Written problem
Copy the items from the line containing "Please spot the foil" through the end of the items, renaming "trash bin" to "garbage can" and leaving everything else as it is.

The input
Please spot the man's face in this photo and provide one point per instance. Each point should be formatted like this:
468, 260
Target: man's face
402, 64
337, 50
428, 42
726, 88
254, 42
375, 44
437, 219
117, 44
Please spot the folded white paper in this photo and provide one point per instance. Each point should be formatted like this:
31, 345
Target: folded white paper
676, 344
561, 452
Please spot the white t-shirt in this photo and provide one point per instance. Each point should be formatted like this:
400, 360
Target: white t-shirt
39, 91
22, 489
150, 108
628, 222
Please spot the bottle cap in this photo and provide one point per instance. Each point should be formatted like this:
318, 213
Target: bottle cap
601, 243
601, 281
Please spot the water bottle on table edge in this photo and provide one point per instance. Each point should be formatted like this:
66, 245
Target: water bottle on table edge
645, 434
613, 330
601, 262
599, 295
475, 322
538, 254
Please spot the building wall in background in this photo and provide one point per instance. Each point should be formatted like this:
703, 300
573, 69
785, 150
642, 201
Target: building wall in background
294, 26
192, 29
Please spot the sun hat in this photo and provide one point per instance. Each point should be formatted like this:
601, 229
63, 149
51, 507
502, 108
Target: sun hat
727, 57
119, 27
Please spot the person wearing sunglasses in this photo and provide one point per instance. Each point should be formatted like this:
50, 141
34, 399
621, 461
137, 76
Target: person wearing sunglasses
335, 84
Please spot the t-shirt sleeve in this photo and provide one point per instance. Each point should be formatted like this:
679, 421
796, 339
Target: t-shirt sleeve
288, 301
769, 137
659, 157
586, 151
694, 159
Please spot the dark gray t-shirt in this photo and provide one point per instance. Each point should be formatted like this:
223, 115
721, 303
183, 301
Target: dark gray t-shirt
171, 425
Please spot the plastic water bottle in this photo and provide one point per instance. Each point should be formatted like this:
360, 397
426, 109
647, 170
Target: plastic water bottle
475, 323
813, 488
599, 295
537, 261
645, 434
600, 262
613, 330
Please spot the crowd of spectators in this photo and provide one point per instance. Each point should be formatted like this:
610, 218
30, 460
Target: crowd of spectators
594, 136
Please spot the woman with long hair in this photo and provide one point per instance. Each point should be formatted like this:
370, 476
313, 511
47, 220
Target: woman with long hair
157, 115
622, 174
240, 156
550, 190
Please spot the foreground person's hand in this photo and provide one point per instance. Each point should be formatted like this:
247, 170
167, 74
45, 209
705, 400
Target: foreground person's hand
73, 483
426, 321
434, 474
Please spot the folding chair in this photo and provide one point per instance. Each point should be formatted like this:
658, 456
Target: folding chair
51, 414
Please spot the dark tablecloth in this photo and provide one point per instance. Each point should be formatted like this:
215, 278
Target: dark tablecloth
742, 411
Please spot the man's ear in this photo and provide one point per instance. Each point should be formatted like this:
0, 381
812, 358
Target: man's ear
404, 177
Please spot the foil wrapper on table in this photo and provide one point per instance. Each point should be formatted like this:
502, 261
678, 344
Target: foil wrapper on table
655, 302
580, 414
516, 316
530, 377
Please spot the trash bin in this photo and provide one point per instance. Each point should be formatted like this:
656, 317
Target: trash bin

Correct answer
Please spot the foil wrapper on table in this photo and provide one point per instance. Each point should be formatted like this:
502, 261
678, 344
Target: foil wrapper on table
655, 302
580, 414
516, 316
530, 377
Please spot the garbage can in this photo and provide one point per instance. Each point should be formatted like this:
656, 317
Target: garbage can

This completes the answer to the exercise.